▸ WRITTEN TASK
Pull out every line of the items below that contains the word "blue", copying each such line in full.

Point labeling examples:
>> Begin

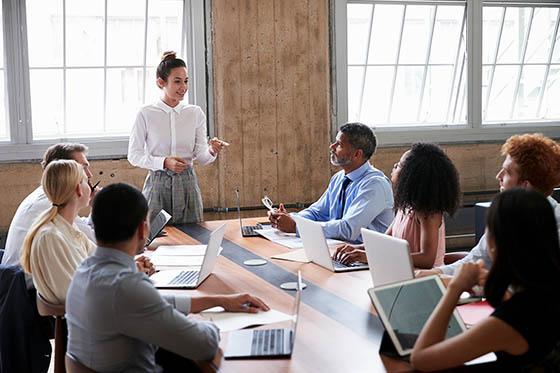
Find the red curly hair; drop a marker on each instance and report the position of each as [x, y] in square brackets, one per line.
[538, 160]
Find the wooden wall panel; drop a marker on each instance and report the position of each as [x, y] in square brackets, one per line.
[271, 90]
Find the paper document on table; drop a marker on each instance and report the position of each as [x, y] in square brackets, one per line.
[290, 240]
[297, 255]
[228, 321]
[181, 250]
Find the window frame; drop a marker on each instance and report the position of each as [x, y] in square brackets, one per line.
[473, 130]
[21, 147]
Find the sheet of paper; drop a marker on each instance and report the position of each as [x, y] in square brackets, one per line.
[181, 250]
[177, 260]
[289, 240]
[228, 321]
[297, 255]
[473, 313]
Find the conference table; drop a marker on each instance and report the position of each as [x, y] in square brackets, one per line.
[338, 329]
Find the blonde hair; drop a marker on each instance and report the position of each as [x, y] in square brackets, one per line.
[59, 182]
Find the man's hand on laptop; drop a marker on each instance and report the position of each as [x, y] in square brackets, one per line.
[348, 254]
[243, 303]
[281, 220]
[144, 264]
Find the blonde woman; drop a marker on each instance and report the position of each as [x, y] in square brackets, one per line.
[54, 246]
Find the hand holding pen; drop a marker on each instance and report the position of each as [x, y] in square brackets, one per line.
[216, 145]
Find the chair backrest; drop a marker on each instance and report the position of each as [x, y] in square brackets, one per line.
[74, 366]
[48, 309]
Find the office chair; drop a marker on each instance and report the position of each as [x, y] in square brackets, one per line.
[60, 333]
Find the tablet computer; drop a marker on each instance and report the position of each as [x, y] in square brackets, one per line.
[404, 307]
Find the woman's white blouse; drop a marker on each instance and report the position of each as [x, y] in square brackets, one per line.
[57, 250]
[161, 131]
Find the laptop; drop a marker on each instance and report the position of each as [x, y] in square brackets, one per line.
[246, 230]
[265, 343]
[317, 249]
[388, 257]
[404, 308]
[156, 225]
[187, 279]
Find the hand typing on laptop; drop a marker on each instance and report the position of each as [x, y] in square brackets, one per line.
[281, 219]
[348, 254]
[232, 303]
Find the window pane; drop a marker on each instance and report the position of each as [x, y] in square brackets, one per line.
[355, 79]
[153, 92]
[385, 34]
[165, 24]
[359, 20]
[550, 108]
[377, 95]
[124, 98]
[407, 94]
[447, 30]
[491, 20]
[416, 34]
[501, 94]
[84, 102]
[125, 32]
[436, 94]
[529, 92]
[4, 122]
[514, 34]
[44, 32]
[85, 32]
[540, 37]
[47, 102]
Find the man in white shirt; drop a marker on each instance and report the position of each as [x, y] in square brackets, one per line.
[532, 162]
[37, 202]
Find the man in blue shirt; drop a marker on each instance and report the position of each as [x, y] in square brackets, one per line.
[358, 196]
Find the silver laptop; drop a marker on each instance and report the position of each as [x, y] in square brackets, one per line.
[404, 308]
[388, 258]
[317, 249]
[156, 225]
[265, 343]
[192, 279]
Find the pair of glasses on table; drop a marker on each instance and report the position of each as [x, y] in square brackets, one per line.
[267, 202]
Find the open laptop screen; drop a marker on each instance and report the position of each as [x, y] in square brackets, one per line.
[405, 307]
[157, 224]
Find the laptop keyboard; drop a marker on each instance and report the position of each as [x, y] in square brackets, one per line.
[267, 342]
[249, 230]
[340, 265]
[185, 278]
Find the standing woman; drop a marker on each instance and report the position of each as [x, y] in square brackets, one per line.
[167, 137]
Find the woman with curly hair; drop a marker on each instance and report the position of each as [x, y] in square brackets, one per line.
[426, 186]
[522, 241]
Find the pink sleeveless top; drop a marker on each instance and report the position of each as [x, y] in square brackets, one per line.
[407, 227]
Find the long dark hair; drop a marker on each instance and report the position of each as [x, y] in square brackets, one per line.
[169, 61]
[428, 182]
[523, 227]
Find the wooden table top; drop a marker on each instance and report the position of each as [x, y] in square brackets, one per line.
[338, 329]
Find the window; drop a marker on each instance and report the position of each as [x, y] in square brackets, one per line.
[406, 64]
[521, 66]
[4, 124]
[88, 67]
[447, 70]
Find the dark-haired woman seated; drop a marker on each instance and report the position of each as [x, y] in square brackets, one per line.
[522, 285]
[426, 185]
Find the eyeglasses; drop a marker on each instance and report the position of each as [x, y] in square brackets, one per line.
[267, 202]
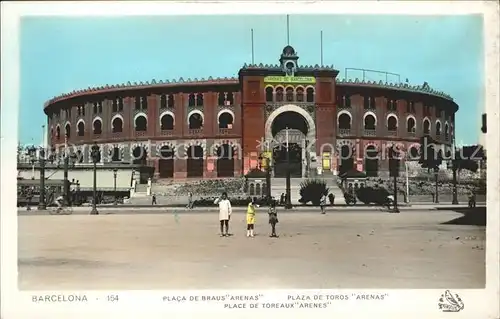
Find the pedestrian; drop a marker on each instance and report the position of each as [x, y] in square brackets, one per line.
[190, 201]
[225, 211]
[322, 203]
[273, 218]
[251, 216]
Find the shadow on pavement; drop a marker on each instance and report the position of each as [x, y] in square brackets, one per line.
[471, 216]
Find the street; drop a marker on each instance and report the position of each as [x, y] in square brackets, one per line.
[184, 251]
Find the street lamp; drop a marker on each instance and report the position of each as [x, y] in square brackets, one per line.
[32, 155]
[115, 171]
[96, 156]
[41, 202]
[288, 199]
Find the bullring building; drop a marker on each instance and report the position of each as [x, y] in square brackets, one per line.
[224, 127]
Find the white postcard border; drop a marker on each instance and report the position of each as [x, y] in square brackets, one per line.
[481, 303]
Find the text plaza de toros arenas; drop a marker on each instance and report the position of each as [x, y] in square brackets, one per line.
[217, 127]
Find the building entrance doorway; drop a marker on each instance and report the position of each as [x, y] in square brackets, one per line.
[297, 128]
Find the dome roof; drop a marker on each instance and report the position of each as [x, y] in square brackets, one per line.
[288, 50]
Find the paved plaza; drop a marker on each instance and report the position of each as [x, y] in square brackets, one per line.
[416, 249]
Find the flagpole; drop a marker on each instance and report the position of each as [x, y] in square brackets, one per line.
[253, 62]
[288, 29]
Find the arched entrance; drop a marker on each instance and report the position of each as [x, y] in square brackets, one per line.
[346, 159]
[194, 161]
[371, 161]
[298, 129]
[225, 161]
[166, 162]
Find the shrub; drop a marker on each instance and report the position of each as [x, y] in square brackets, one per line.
[368, 195]
[311, 190]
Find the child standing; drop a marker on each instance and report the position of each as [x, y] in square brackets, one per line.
[273, 218]
[251, 216]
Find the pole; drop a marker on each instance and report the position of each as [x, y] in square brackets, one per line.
[66, 181]
[288, 204]
[396, 210]
[114, 186]
[41, 202]
[321, 47]
[253, 61]
[455, 197]
[287, 29]
[268, 179]
[94, 192]
[407, 183]
[436, 170]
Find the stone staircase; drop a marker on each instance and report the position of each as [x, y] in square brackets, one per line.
[278, 186]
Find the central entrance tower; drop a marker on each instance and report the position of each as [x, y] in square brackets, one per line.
[288, 97]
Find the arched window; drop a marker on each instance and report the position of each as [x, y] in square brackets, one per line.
[289, 94]
[230, 98]
[269, 94]
[410, 125]
[192, 100]
[299, 94]
[117, 125]
[171, 100]
[221, 98]
[97, 127]
[199, 99]
[226, 120]
[141, 124]
[427, 126]
[369, 123]
[279, 94]
[195, 121]
[81, 129]
[310, 95]
[392, 124]
[344, 121]
[67, 130]
[167, 122]
[438, 129]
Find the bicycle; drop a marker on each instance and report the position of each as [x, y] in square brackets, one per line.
[61, 211]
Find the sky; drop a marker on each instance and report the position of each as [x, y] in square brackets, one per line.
[61, 54]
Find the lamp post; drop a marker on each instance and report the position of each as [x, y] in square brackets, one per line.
[66, 180]
[41, 203]
[268, 179]
[95, 158]
[32, 154]
[115, 171]
[288, 201]
[436, 173]
[455, 191]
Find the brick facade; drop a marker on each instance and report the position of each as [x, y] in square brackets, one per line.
[248, 105]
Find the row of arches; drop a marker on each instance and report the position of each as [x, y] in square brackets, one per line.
[225, 120]
[344, 122]
[289, 94]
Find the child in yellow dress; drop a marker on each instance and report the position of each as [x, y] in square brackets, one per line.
[251, 216]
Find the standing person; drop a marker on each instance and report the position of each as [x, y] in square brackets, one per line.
[190, 201]
[322, 203]
[273, 218]
[225, 211]
[251, 216]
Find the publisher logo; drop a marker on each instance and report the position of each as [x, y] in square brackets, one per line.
[450, 303]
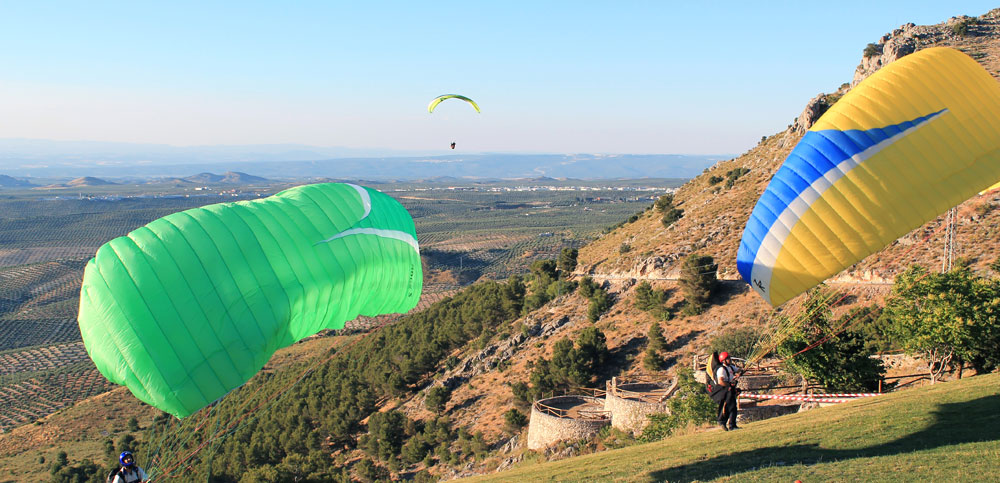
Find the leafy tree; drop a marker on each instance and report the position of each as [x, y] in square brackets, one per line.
[995, 266]
[385, 434]
[840, 363]
[571, 365]
[690, 404]
[697, 281]
[655, 343]
[651, 300]
[543, 274]
[366, 470]
[587, 287]
[437, 398]
[600, 302]
[946, 317]
[739, 342]
[591, 353]
[671, 215]
[61, 460]
[567, 260]
[664, 202]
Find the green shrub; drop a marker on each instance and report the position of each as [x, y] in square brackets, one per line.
[664, 202]
[871, 50]
[690, 404]
[670, 216]
[437, 398]
[697, 280]
[739, 342]
[655, 343]
[961, 28]
[514, 420]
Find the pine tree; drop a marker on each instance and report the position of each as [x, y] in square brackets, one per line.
[697, 281]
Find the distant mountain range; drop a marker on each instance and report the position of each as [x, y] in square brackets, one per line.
[26, 158]
[8, 182]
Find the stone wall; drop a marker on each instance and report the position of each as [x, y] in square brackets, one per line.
[757, 413]
[544, 429]
[629, 414]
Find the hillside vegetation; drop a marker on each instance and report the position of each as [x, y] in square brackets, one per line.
[437, 393]
[945, 432]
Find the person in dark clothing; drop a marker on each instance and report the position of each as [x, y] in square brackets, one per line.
[726, 376]
[129, 471]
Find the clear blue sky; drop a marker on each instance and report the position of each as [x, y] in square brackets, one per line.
[581, 76]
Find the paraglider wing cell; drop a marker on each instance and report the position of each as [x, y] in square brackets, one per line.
[192, 305]
[913, 140]
[437, 100]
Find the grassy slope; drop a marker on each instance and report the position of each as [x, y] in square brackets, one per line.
[946, 432]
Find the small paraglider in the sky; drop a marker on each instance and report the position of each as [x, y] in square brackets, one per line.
[437, 100]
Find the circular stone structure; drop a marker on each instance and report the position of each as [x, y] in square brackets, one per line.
[565, 417]
[631, 402]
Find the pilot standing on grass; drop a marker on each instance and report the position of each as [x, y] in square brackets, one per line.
[726, 375]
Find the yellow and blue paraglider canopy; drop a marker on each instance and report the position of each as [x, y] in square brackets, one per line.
[439, 99]
[913, 140]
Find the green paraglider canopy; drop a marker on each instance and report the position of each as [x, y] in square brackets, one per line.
[192, 305]
[437, 100]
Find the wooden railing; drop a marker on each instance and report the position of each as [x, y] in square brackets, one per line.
[654, 396]
[585, 414]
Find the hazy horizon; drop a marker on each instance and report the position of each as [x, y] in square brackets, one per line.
[558, 77]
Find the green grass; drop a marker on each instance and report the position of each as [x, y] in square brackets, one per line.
[946, 432]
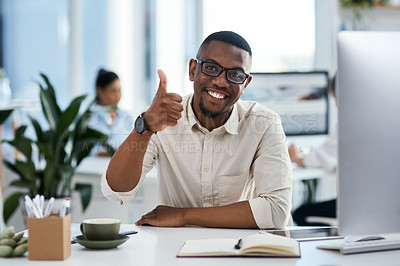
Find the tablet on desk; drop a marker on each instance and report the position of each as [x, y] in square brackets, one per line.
[308, 233]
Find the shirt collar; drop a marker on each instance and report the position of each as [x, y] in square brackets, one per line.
[231, 125]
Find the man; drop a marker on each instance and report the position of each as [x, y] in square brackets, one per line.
[221, 162]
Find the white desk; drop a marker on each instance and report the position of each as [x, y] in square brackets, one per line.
[159, 246]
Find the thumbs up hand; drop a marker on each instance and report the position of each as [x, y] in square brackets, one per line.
[166, 108]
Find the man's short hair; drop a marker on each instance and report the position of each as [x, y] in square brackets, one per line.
[228, 37]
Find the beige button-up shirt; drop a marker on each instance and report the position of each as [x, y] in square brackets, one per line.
[245, 159]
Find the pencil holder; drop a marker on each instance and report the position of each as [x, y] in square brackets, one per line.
[49, 238]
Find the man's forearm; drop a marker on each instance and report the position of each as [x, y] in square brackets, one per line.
[125, 168]
[236, 215]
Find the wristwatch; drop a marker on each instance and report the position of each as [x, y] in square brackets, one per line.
[140, 124]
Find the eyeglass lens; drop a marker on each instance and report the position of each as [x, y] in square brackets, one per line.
[232, 75]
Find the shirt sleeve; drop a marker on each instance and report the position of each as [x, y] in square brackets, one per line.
[272, 174]
[148, 161]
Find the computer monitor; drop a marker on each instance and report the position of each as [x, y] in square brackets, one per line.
[369, 132]
[300, 98]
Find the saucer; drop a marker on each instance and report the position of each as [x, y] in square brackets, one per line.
[101, 244]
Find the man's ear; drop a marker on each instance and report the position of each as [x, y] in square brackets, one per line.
[192, 69]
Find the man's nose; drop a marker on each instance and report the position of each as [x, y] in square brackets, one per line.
[221, 80]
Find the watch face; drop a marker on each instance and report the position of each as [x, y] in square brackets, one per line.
[139, 125]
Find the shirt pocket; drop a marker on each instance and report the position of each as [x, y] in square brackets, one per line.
[231, 188]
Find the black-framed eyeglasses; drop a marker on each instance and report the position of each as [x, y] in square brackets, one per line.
[235, 76]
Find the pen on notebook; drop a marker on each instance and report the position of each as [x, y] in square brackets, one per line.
[238, 244]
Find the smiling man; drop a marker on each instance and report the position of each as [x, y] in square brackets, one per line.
[222, 162]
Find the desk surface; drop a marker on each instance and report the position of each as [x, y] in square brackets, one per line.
[159, 246]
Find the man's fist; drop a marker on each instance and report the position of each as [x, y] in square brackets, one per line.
[166, 108]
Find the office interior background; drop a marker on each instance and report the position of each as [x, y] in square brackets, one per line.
[69, 40]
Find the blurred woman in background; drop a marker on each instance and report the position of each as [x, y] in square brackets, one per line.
[105, 114]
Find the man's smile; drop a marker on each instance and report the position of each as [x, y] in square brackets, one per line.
[216, 94]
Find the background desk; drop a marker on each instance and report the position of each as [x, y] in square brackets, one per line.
[159, 246]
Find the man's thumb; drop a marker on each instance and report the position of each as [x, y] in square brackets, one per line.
[162, 87]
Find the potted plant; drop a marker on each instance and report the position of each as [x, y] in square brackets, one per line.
[50, 160]
[359, 7]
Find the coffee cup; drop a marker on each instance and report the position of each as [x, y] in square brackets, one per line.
[100, 228]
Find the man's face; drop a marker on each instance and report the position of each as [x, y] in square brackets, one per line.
[215, 96]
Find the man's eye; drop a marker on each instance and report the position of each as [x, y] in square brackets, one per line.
[236, 75]
[211, 68]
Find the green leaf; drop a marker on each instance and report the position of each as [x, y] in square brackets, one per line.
[48, 154]
[67, 172]
[4, 115]
[27, 169]
[11, 205]
[85, 191]
[38, 129]
[48, 109]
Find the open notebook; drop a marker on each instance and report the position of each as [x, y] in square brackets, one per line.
[258, 245]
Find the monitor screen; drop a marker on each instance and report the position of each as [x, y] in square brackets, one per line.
[300, 98]
[369, 132]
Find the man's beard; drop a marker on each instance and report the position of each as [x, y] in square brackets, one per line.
[208, 113]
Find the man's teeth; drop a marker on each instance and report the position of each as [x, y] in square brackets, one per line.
[216, 94]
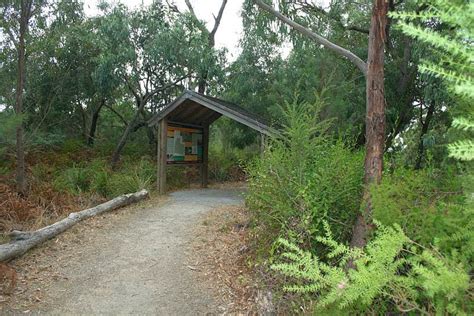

>> End

▸ RESULT OF THIS EXERCISE
Find the man in blue shirt; drop a marker on each instance and report the position of each as [x, y] in square brackets, one per line.
Find the clear blue sky; drop a marker on each instance and report the position of each as [x, y] in square brackets, one per line.
Find the yellow and blue paraglider canopy; drop a marker on each instance and report the position of each as [x, y] in square brackets, one per line.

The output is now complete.